Data to process:

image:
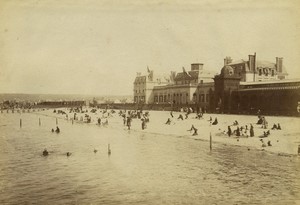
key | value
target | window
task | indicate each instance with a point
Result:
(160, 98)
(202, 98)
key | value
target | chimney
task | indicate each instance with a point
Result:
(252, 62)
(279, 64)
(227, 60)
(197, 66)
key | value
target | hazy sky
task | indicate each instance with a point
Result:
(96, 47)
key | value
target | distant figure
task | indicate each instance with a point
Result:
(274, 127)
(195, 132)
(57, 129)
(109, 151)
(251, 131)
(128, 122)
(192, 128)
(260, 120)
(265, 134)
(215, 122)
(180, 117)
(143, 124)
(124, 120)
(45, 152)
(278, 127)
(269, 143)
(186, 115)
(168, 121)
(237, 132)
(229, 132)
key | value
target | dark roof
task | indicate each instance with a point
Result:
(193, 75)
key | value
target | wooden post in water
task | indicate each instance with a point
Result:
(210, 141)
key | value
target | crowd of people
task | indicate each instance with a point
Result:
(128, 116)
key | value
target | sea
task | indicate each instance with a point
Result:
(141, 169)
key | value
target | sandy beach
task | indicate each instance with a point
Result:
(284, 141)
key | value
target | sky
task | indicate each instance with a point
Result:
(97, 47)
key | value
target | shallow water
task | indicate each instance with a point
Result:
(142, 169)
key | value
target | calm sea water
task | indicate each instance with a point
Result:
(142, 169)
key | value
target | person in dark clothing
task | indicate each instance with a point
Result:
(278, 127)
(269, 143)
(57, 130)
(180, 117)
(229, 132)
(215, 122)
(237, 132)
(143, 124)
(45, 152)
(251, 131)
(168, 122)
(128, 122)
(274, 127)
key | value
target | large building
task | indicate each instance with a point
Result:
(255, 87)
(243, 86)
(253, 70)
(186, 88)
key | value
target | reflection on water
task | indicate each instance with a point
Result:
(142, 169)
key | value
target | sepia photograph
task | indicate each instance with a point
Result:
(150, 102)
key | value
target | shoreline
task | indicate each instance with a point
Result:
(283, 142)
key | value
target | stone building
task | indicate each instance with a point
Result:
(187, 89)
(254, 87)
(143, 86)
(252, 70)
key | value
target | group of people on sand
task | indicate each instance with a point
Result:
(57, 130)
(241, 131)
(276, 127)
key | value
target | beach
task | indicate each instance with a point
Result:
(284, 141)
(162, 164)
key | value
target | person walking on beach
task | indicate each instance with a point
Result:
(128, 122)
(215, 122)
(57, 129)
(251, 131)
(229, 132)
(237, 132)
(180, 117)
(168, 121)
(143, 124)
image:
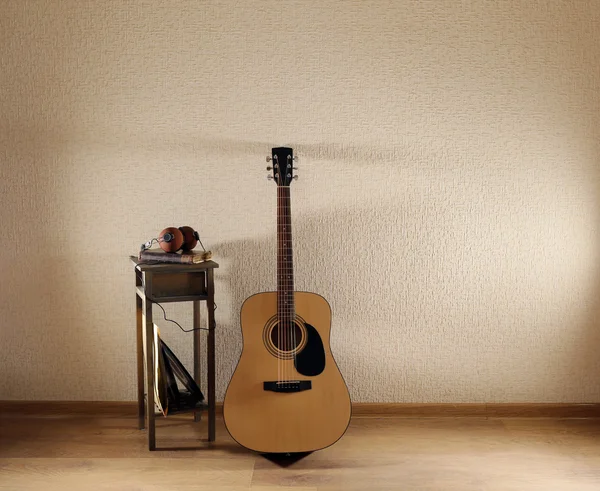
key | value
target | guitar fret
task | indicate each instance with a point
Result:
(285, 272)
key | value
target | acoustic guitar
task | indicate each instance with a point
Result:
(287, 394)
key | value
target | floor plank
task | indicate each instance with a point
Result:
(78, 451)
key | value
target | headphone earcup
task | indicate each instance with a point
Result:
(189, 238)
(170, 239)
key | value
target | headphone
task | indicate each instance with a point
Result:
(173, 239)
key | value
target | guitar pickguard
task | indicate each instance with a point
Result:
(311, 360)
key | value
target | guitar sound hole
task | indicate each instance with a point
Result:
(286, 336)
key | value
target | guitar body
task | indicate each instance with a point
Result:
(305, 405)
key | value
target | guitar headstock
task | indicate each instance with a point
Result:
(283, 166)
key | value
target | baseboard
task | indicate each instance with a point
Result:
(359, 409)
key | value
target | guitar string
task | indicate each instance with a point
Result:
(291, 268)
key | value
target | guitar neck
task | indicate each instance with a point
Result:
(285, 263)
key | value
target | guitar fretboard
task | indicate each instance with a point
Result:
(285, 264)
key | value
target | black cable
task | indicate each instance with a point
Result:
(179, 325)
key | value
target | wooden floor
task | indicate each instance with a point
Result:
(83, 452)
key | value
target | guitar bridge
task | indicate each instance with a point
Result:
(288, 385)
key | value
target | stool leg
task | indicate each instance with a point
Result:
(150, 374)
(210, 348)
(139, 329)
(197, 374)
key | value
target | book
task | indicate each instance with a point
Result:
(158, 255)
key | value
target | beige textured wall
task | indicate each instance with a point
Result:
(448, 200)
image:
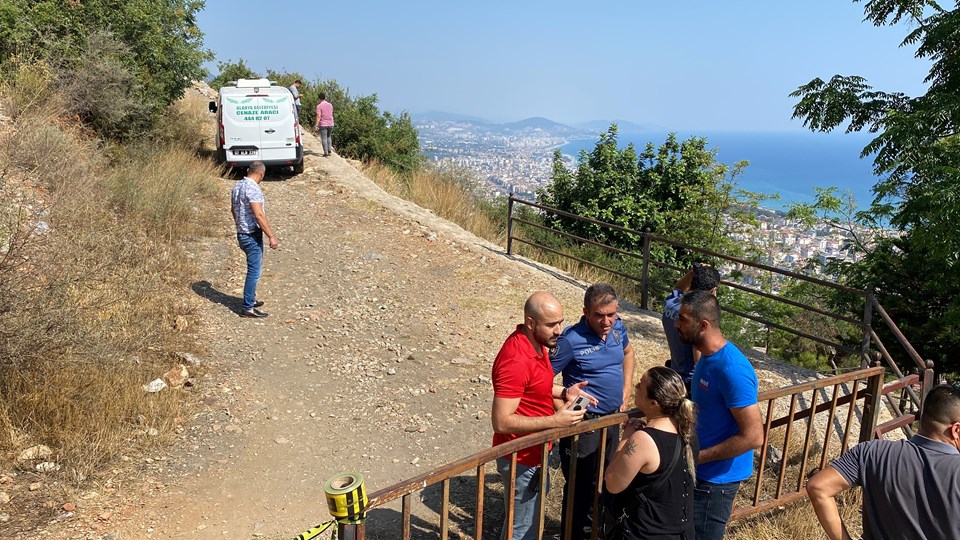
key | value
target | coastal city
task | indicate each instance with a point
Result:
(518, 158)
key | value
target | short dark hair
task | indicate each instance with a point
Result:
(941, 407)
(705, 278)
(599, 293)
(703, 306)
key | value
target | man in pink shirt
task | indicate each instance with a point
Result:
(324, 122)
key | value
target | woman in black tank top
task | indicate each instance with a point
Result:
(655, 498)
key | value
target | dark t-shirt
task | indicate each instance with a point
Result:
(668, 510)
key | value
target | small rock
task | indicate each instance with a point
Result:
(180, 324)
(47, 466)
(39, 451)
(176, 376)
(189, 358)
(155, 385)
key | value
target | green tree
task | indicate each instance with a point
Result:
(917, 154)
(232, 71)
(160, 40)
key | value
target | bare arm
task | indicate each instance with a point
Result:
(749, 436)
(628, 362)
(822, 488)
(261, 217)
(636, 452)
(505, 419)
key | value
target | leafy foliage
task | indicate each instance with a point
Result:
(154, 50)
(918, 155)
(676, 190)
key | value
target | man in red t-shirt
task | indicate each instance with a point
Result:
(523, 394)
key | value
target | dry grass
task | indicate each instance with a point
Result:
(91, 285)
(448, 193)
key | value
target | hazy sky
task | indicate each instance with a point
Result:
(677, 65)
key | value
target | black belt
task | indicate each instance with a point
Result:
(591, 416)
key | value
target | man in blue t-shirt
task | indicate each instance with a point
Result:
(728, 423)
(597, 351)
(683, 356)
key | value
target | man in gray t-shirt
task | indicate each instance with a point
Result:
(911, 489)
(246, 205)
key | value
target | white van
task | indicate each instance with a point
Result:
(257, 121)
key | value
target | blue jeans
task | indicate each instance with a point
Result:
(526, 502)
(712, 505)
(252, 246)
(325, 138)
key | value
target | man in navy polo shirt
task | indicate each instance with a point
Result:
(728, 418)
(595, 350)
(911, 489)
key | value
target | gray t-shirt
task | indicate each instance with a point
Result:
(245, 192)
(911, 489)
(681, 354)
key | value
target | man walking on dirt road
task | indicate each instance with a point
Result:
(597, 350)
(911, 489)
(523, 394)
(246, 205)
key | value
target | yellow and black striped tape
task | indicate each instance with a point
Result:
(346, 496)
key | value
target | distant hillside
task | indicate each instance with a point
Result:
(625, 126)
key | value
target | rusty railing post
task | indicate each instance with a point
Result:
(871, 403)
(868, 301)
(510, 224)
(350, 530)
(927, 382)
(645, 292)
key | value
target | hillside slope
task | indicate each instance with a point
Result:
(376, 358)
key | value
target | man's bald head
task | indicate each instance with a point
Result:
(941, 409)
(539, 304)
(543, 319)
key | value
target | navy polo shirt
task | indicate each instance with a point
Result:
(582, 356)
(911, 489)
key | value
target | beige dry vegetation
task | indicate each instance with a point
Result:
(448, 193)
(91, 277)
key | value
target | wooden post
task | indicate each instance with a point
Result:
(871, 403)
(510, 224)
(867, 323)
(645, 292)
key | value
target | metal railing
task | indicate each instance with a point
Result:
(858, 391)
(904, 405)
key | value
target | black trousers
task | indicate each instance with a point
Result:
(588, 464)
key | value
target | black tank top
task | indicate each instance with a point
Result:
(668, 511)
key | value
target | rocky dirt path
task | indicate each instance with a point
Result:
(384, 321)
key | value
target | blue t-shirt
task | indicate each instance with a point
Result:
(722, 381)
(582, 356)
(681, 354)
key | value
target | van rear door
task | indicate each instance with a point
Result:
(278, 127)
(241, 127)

* * *

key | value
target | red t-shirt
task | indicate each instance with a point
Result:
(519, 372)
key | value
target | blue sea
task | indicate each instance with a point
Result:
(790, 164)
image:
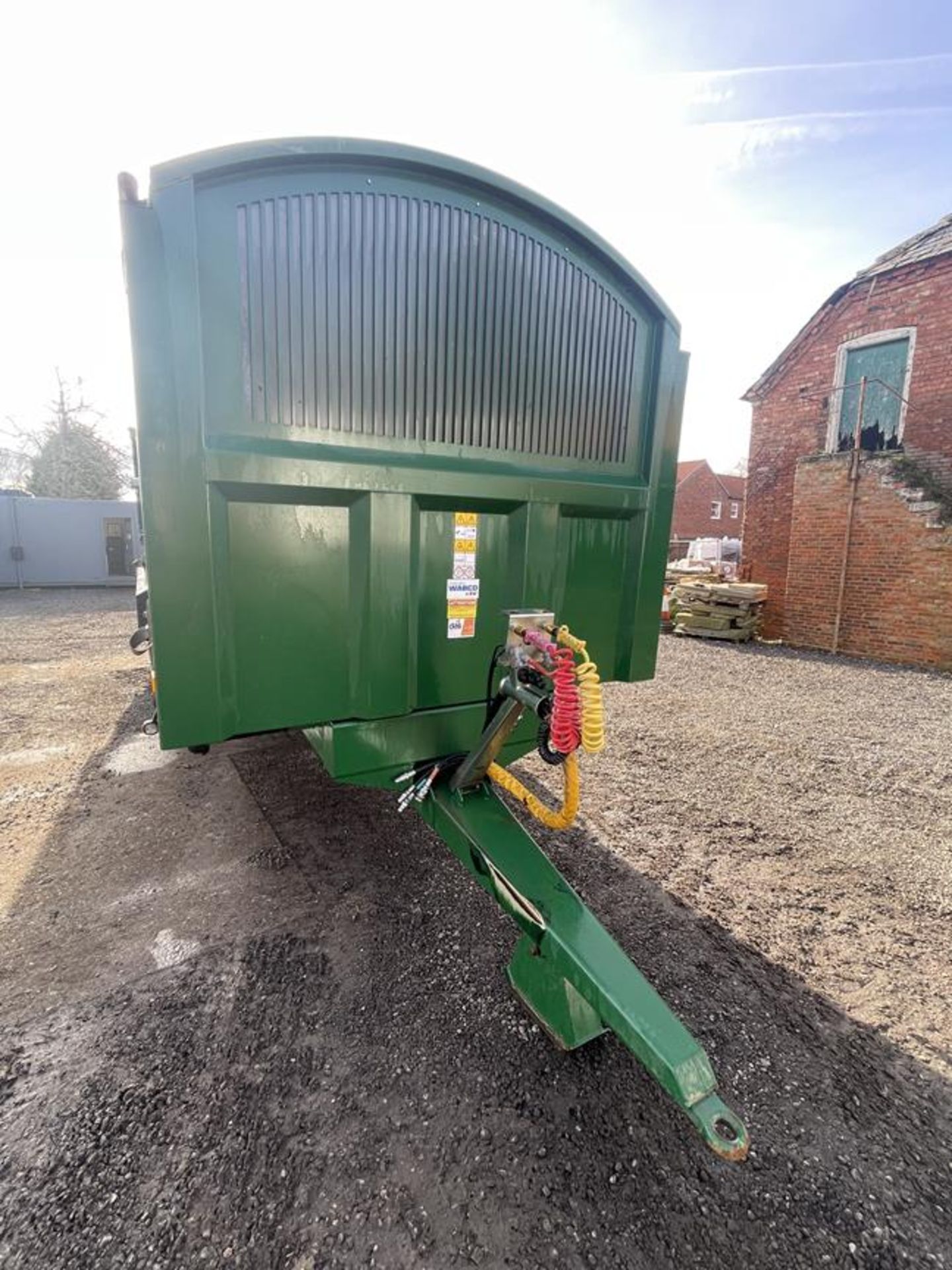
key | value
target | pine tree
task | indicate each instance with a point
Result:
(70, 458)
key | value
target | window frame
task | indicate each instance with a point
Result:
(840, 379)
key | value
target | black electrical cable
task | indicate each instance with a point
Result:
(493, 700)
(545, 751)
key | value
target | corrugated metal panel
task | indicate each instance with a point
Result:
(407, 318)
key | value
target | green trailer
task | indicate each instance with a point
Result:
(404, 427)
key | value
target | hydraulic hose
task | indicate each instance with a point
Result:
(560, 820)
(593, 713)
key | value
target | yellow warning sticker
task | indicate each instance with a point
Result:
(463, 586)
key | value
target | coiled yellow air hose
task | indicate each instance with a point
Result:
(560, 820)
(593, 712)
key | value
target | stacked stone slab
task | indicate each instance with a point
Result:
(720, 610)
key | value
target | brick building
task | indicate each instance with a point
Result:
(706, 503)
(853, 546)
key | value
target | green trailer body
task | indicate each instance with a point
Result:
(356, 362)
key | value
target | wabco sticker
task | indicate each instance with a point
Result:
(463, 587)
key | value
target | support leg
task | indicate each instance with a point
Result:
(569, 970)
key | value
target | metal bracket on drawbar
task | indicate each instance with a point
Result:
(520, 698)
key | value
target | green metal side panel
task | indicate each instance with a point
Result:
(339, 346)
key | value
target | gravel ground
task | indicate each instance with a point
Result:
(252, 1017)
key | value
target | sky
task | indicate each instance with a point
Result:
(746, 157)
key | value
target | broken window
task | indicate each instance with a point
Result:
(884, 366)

Problem statement: Show the lines above that have the word "navy".

Answer to the problem:
target | man in navy polo shirt
target | navy polo shirt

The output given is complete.